What to do → Report back every line in the data that includes the string "clicks".

Top of Dataset

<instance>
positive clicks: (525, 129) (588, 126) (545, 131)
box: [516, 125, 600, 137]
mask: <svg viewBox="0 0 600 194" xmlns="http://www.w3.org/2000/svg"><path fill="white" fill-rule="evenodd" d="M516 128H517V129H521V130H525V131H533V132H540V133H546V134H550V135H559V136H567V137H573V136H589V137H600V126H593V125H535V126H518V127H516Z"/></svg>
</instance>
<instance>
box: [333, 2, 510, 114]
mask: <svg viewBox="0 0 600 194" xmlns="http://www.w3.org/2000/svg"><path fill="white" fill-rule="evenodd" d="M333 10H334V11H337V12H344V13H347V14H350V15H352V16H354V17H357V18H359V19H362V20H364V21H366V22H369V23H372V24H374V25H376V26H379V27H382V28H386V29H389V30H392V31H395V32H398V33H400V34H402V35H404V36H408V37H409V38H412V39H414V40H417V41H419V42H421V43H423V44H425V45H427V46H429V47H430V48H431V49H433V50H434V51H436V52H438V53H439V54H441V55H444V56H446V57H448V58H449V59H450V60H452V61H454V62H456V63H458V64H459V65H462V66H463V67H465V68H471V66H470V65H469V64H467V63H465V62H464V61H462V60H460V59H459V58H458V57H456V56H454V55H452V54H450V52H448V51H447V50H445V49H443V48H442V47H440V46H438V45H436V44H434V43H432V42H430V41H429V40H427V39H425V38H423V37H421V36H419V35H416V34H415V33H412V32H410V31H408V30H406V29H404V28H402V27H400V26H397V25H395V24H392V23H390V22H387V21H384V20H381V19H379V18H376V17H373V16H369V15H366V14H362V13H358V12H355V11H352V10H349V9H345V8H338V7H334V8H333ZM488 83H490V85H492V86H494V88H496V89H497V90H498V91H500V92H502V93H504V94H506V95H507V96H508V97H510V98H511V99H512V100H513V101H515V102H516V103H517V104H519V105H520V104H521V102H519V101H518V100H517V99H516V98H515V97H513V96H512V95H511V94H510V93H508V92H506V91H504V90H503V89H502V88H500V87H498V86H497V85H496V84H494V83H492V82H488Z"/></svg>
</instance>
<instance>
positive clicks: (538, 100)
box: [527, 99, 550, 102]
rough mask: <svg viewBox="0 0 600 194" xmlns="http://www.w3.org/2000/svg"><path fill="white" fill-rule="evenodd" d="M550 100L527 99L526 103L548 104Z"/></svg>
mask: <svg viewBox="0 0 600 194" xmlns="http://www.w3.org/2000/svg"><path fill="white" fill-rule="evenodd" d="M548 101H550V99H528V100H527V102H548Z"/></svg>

Bottom of Dataset

Reply to the exercise →
positive clicks: (525, 129) (588, 126) (545, 131)
positive clicks: (538, 100)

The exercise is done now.